→ Direction
Reproduce the listing below, substituting "point" for every occurrence of "marker" and leaving all other text unchanged. Omit the pictures from your answer.

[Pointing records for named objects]
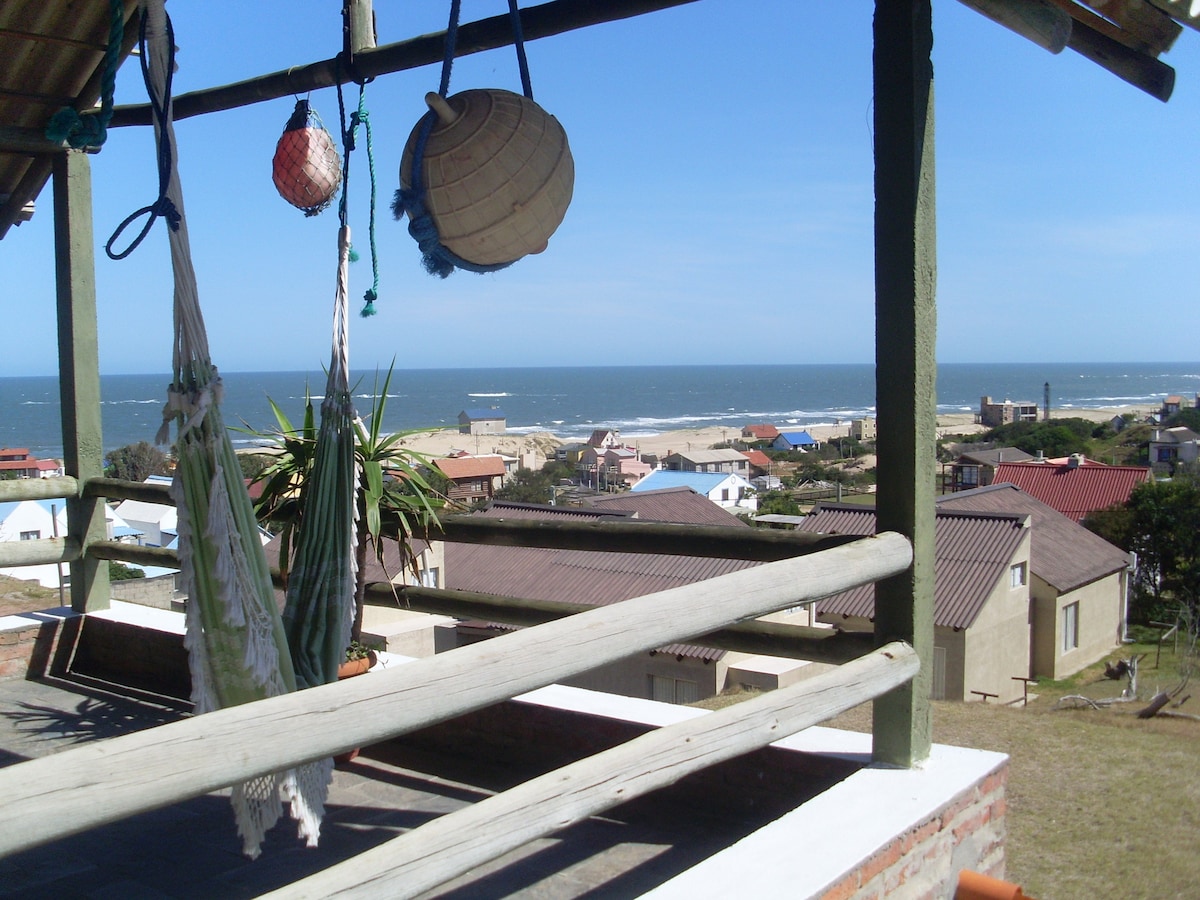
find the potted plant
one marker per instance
(391, 495)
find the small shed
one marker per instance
(481, 421)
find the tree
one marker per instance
(1165, 535)
(136, 462)
(394, 497)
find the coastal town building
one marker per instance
(796, 441)
(18, 462)
(606, 468)
(1171, 447)
(676, 673)
(481, 421)
(725, 489)
(982, 639)
(993, 414)
(863, 429)
(1079, 583)
(1073, 485)
(725, 460)
(760, 435)
(977, 468)
(473, 479)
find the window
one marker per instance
(1069, 627)
(1017, 576)
(673, 690)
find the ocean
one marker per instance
(573, 401)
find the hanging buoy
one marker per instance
(497, 174)
(306, 167)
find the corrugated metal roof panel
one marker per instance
(1073, 490)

→ Task answer
find the potted plant
one point per instance
(391, 495)
find the small shed
one point per instance
(481, 421)
find the tree
one point per instance
(1165, 535)
(136, 462)
(394, 497)
find the coastal town building
one point per instance
(796, 441)
(18, 462)
(606, 468)
(1171, 447)
(676, 673)
(481, 421)
(725, 489)
(982, 639)
(993, 414)
(863, 429)
(1079, 583)
(1073, 485)
(725, 460)
(760, 435)
(977, 468)
(473, 479)
find the window
one point per instance
(1069, 627)
(1017, 576)
(673, 690)
find the ocean
one point per instance
(573, 401)
find the hanging buoy
one point per instance
(497, 174)
(306, 167)
find the corrugated metal roof panel
one point per instance
(1073, 490)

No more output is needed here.